- _Exercise description_:
Once you find the line containing "Two rules. Place a point on every instance of the overcast" in the data below, copy it and each following line exactly, up to and including the line containing "the train roof", and nothing else.

- _Data extracts_:
• • •
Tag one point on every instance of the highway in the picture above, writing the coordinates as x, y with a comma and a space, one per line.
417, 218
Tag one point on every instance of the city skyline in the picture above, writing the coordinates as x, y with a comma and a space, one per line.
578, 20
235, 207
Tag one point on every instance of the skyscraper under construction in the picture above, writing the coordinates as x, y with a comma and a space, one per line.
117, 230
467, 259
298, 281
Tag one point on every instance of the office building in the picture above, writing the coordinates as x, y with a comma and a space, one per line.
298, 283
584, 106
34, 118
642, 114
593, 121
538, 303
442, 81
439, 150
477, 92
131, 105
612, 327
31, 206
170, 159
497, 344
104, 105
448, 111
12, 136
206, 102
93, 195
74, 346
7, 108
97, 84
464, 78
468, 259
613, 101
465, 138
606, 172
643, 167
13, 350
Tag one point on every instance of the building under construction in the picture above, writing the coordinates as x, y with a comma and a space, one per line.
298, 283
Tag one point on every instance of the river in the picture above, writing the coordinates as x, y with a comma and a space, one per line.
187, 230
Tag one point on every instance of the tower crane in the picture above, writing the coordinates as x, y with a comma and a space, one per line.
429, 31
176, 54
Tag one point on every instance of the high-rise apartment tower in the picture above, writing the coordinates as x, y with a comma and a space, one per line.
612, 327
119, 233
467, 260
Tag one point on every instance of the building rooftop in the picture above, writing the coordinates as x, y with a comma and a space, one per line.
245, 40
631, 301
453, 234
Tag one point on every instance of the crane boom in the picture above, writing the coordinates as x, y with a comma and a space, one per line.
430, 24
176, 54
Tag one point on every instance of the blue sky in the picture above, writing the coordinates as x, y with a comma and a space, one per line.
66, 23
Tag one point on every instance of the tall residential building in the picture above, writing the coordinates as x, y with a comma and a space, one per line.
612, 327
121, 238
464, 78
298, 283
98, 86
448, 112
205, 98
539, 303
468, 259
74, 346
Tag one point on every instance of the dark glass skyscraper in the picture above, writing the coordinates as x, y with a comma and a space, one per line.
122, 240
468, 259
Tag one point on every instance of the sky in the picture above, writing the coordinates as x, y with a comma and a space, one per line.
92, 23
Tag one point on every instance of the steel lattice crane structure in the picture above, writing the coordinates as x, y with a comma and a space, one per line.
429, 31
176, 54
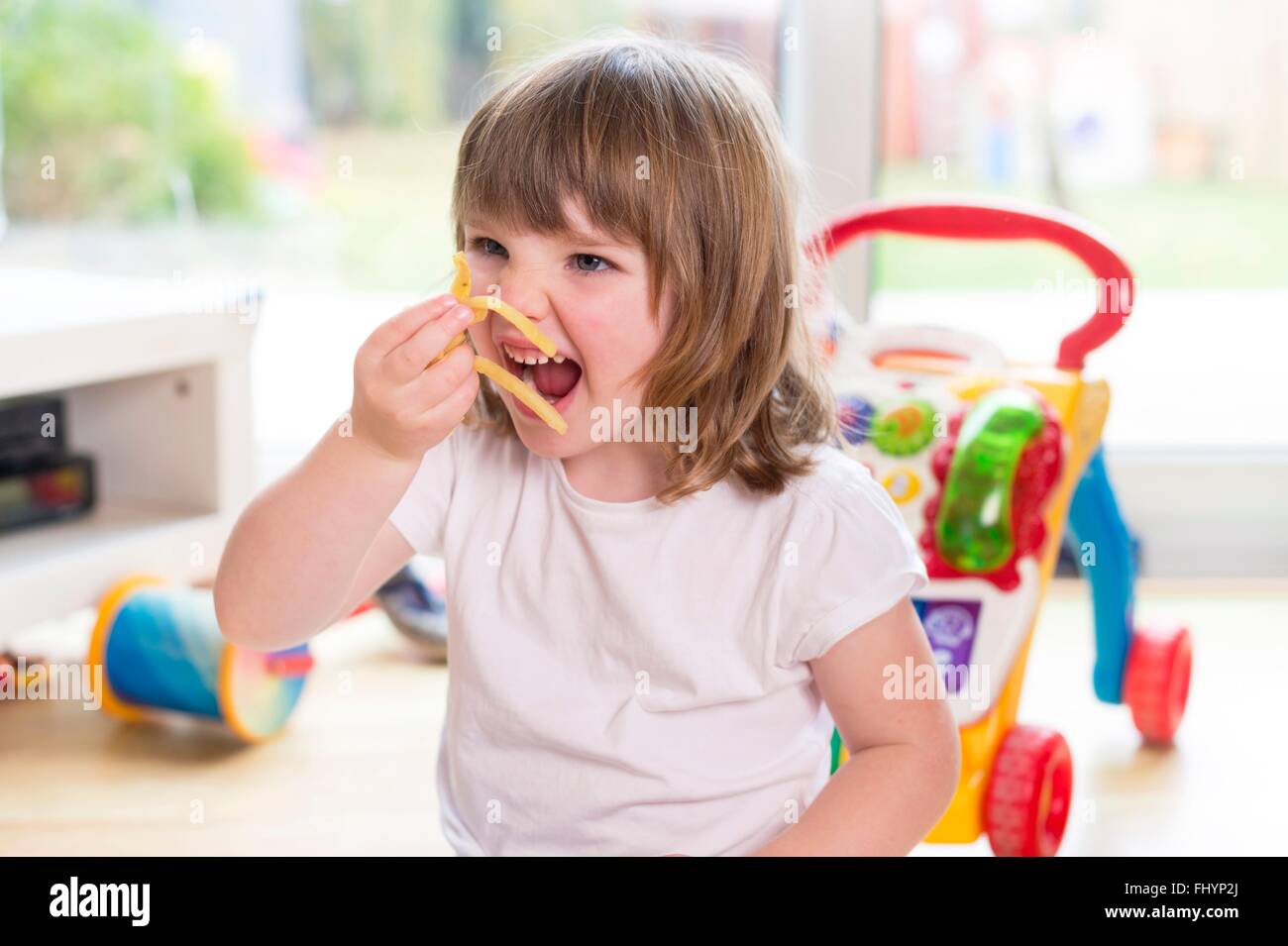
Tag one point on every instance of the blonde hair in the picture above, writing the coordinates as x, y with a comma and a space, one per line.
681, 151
• • •
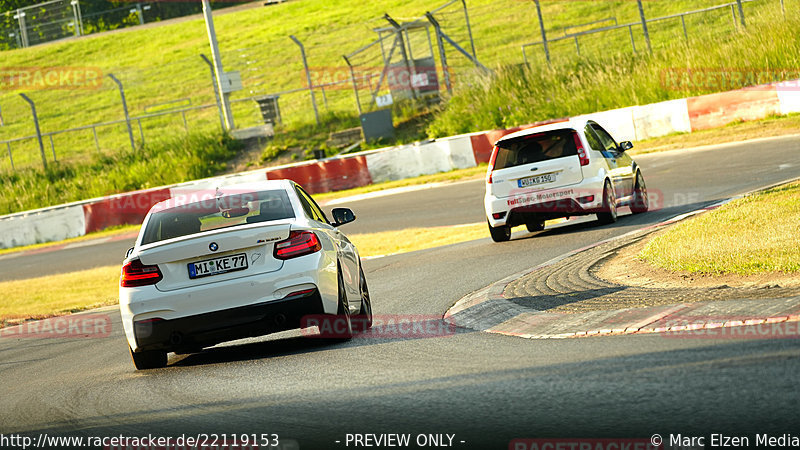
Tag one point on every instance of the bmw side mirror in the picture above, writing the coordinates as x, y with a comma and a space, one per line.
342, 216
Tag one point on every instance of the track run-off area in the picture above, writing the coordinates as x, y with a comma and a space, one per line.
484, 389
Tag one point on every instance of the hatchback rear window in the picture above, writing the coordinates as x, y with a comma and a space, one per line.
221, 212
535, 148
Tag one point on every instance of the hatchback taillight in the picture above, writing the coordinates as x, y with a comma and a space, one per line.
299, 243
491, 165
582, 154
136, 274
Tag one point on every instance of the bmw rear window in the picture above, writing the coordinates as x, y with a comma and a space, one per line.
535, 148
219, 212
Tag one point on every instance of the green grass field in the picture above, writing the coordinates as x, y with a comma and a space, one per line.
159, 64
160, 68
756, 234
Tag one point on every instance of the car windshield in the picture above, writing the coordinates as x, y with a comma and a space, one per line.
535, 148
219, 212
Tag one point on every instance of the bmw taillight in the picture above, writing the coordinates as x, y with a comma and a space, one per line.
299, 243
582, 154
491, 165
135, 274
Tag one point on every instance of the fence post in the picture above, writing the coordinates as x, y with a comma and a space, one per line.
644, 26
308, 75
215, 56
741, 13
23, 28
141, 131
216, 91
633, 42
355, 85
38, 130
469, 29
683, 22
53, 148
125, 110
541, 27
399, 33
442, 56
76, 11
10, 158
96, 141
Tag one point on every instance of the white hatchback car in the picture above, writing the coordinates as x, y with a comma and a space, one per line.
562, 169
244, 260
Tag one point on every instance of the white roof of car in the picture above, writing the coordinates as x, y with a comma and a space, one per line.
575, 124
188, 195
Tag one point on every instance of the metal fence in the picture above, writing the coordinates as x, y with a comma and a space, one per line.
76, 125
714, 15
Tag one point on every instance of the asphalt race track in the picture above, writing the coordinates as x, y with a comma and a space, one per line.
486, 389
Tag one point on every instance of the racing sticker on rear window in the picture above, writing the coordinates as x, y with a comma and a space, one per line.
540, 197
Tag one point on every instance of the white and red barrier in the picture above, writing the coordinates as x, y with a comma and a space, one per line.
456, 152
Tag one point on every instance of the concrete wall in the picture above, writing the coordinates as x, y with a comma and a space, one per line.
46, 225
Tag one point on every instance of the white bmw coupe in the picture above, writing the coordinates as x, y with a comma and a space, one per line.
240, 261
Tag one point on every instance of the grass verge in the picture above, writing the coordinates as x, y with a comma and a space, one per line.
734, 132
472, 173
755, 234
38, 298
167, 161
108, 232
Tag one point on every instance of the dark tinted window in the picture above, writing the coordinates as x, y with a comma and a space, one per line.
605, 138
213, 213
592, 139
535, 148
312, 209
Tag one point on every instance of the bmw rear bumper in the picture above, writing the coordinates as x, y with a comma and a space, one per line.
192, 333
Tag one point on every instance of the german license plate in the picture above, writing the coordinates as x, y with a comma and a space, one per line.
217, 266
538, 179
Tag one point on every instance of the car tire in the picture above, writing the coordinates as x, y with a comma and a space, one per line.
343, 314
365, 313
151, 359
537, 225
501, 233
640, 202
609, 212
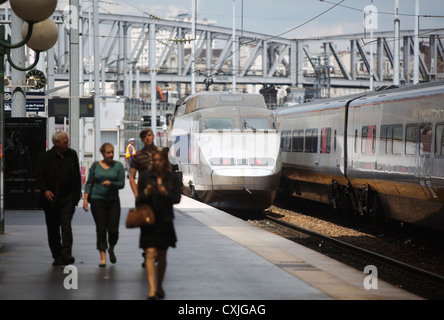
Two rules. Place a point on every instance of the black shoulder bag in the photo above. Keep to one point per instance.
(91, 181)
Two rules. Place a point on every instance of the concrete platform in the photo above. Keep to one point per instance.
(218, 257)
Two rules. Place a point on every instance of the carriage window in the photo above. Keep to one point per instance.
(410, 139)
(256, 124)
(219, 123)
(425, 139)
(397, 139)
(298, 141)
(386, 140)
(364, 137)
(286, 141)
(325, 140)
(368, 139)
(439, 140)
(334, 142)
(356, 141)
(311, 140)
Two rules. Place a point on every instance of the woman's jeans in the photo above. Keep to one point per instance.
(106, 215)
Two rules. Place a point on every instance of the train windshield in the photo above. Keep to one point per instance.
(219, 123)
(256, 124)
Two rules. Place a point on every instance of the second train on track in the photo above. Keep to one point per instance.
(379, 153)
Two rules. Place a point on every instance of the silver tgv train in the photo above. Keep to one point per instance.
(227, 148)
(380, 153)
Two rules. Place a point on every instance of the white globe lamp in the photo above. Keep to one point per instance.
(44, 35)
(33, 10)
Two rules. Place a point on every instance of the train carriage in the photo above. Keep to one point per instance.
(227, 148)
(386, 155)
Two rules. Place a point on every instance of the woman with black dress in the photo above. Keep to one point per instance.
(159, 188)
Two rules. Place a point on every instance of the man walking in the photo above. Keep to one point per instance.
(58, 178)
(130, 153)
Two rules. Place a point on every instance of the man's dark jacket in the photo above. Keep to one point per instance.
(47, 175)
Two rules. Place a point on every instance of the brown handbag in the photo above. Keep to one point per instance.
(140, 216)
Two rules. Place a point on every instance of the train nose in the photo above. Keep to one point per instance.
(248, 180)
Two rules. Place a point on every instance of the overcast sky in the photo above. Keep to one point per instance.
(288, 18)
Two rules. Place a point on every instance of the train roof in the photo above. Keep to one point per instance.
• • •
- _Exercise solution_:
Two rules. Place a point on every instance of the overcast sky in the photo above. Keep to one point per instance.
(288, 18)
Two rules. Place a point on every instance of the train roof in the photo above. Keep to one point per instance.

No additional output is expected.